_PROMPT_
Pick up the text on the DMK's strategy for the Tamil Nadu assembly election after its last sentence and keep writing.

_READING TEXT_
Other than introducing Prashant Kishor’s I-Pac as poll consultant, the DMK continues with its cadre-based strategy from the 2016 assembly poll. The district-wise cadre-centric webinars are on, but the party has still not been able to whip up youth momentum, like the last time round. The DMK is still focusing on young and first-time voters, highlighting issues such as NEET (National Eligibility cum Entrance Test), NEP (National Education Policy) and unemployment.
The DMK faces a few challenges, though. The first is the problem of underestimating the Edapaddi K. Palaniswami (EPS)-led AIADMK and the groundwork the ruling party has done. With its allies, there are seat-sharing concerns, and within the party, there is dissent to manage. There’s also the internal challenge from within the DMK first family, second-guessing the moves of his rebel half-brother M.K. Azhagiri, 69, and keeping critical control over the extended family. Another deterrent is that the DMK remains top heavy with a bunch of ageing, leaders who have little connect with voters or issues.
The DMK’s advantage is the anti-incumbency AIADMK faces after 10 years in power and the fact that unlike Stalin in the DMK, apolitical voters will have to be convinced that EPS and his deputy O. Panneerselvam (OPS) will not be fighting among themselves after the polls. The DMK does not have any visible weaknesses right now, but problems could evolve once seat-sharing with allies and candidate selection begins.
The allies will be the same as in 2019, with the Congress, VCK (Viduthalai Chiruthaigal Katchi), MDMK (Marumalarchi Dravida Munnetra Kazhagam), CPI, CPI(M), the IUML (Indian Union Muslim League) and a few other minority-based parties. The 2019 election victories produced MPs from many allies, whose parties will now demand a proportionate number of seats. This will be true of the Congress more than others, given the various factions and aspirants. Allies like Vaiko’s MDMK and Thol Thirumavalavan’s VCK will want as many seats as they can get to be able to save their election symbol post-poll. Considering the challenge of letting minor allies contest on their own, the DMK had talked the two parties into contesting on its Rising Sun symbol in the 2019 Lok Sabha election. They won.
“Seat-sharing itself may be a drawn-out affair, particularly with the VCK, which has some grassroots base,” says Prof. Ramu Manivannan, head, department of political science and public administration, University of Madras. This time, the allies are also eager to contest on their own symbols. This could be a problem, but there is little chance that the DMK will yield much ground, especially in the absence of Karunanidhi. Apart from organisational ambitions, the DMK has to convince its voters that they will be able to form a single-party government, which alone in the Tamil Nadu context signals a stable government.

_MATERIAL PROVIDED_
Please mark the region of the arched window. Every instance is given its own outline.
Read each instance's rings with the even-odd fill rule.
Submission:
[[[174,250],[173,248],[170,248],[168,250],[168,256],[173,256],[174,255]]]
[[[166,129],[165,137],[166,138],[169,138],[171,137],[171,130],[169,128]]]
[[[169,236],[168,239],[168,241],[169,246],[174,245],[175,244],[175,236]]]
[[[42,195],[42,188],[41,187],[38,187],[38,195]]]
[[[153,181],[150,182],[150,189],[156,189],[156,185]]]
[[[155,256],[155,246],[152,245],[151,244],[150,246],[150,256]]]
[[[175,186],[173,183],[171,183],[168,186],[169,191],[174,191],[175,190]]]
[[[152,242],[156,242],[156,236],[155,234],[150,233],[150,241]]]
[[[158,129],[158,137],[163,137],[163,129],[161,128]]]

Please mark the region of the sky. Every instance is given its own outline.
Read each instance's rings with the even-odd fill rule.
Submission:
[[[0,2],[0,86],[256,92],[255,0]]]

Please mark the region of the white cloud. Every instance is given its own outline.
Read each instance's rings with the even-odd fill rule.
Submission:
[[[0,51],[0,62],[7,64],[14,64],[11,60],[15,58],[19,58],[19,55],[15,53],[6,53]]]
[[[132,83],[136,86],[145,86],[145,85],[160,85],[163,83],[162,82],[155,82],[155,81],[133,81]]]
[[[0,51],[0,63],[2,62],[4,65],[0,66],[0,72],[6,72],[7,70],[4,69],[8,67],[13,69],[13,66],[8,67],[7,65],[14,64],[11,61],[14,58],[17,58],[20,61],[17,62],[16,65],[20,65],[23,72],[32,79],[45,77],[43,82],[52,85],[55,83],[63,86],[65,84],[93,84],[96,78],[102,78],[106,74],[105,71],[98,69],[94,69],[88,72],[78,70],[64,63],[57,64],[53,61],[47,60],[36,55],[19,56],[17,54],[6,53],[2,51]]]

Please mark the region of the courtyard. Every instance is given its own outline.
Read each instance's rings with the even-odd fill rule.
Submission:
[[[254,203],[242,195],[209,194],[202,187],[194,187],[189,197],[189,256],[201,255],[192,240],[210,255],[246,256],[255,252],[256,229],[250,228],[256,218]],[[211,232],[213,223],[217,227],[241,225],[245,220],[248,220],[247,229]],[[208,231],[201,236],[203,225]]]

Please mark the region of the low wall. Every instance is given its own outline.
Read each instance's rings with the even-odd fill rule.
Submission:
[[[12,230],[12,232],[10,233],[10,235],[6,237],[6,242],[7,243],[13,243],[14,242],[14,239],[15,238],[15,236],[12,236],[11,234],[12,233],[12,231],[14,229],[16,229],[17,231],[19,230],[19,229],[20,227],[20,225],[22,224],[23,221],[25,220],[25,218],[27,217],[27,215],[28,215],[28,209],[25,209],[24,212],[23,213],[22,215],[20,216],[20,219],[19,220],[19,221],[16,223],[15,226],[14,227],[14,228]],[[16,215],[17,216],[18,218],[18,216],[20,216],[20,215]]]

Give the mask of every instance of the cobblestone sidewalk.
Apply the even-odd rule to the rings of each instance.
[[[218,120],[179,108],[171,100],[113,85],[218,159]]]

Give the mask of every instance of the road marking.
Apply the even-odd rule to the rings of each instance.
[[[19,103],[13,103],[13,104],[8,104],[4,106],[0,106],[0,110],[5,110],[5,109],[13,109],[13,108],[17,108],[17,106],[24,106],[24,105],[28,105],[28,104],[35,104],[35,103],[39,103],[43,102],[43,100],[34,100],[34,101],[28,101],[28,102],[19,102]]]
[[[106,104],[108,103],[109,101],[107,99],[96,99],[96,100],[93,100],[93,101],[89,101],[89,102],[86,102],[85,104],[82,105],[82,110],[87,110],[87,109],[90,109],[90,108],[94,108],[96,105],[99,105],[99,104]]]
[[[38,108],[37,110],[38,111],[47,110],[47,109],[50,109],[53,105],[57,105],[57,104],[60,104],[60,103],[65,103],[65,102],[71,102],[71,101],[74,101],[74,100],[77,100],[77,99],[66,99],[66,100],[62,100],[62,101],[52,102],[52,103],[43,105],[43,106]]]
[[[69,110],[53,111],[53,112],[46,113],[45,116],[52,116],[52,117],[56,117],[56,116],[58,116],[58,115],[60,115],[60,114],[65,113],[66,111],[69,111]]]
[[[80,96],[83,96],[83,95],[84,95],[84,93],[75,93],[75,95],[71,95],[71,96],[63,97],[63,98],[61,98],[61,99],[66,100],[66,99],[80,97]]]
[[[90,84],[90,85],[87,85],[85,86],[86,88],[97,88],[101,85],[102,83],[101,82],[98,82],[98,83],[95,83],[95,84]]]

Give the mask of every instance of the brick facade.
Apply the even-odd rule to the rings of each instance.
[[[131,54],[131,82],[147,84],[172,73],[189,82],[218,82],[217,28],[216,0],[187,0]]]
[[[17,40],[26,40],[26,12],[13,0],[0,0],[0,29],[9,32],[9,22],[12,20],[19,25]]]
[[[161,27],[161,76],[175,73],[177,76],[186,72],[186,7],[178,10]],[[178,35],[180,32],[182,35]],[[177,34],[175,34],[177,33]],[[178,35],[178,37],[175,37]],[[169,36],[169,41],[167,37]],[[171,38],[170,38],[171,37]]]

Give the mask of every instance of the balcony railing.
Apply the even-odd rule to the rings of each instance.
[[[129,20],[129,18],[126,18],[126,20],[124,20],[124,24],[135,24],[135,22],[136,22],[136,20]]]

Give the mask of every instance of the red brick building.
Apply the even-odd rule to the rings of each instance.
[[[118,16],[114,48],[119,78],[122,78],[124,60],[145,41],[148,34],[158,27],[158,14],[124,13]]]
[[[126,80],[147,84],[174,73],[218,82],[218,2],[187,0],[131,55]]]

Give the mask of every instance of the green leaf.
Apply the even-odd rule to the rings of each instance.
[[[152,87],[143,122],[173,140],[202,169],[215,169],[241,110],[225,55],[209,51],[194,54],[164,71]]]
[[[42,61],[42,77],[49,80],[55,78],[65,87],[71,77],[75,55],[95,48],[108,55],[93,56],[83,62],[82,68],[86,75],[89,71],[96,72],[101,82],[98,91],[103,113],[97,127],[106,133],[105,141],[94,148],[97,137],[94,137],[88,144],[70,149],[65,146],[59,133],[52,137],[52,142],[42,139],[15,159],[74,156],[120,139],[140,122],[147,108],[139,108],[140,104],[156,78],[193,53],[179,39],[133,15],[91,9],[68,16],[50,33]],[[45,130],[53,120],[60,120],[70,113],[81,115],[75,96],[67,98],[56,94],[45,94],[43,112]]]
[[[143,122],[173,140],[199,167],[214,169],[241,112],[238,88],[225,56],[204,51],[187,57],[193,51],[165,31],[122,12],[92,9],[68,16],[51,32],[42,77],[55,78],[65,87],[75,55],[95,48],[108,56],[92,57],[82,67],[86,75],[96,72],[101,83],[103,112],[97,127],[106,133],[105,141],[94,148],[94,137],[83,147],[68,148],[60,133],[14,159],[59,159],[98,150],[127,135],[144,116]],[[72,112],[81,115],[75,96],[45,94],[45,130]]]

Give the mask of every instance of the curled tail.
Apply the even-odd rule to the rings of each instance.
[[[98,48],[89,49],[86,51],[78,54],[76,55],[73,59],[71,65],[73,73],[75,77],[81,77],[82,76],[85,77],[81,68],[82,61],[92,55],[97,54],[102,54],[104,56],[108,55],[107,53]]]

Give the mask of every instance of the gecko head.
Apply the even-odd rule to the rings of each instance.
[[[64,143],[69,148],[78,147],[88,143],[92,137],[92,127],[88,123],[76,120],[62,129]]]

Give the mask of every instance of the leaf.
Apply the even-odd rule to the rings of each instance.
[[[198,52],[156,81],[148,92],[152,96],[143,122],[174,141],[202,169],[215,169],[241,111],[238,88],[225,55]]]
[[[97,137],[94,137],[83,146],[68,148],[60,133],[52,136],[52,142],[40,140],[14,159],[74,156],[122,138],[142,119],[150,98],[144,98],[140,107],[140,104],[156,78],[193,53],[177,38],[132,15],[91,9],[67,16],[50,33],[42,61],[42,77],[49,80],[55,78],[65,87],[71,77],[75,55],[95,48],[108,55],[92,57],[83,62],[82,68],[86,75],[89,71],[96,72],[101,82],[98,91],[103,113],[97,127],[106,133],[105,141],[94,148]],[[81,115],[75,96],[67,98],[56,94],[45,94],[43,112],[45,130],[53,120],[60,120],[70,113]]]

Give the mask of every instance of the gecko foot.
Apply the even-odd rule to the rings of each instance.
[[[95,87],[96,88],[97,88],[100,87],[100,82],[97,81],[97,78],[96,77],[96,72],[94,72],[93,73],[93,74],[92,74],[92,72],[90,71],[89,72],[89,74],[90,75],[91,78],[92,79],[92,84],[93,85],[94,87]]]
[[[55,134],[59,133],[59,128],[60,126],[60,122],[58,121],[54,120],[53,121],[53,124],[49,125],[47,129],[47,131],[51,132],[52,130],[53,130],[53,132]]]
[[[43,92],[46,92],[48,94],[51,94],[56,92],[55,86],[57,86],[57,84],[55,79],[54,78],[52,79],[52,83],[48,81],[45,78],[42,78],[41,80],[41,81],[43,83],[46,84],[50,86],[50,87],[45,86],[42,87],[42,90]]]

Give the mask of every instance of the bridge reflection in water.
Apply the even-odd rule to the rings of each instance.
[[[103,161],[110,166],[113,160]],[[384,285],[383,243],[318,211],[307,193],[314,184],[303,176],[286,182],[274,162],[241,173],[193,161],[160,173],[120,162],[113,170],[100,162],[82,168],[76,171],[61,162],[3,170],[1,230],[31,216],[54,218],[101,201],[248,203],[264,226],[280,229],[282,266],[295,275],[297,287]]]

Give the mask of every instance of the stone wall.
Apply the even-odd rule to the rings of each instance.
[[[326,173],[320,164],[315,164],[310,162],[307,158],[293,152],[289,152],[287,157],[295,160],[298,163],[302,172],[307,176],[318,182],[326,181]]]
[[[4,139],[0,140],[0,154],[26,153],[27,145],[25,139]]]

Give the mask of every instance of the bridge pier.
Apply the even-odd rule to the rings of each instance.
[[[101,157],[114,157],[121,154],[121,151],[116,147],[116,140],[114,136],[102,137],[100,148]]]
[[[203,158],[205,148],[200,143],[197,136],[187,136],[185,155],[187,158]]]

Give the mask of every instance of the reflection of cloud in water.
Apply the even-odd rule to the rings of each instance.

_OUTPUT_
A real stumbling block may emerge if the DMK seeks to put Stalin’s son Udhayanidhi in the limelight, even if only to share his campaign burden. The AIADMK and other rivals are already pitching on the development versus dynasty rhetoric to run down the DMK. “A lack of innovation and appropriate political response to the challenges thrown up by the BJP and AIADMK are also weaknesses,” says Manivannan.
Stalin has been the party leader for all practical purposes for the past 20 years. As chief minister, Karunanidhi still held sway till 2011, when the party lost the assembly poll. At the organisational level, especially in the appointment of office-bearers and nomination of DMK candidates for various elections, Stalin has been running the show since the 2001 assembly poll. He also held most of the negotiations with allies and took the decisions, which Karunanidhi endorsed. Stalin has been a minister and was deputy chief minister for five years (2006-11). He has always kept a team of party veterans as the mainstay of his decision-making, with inputs from friendly sources since 2011, says political commentator N. Sathiya Moorthy.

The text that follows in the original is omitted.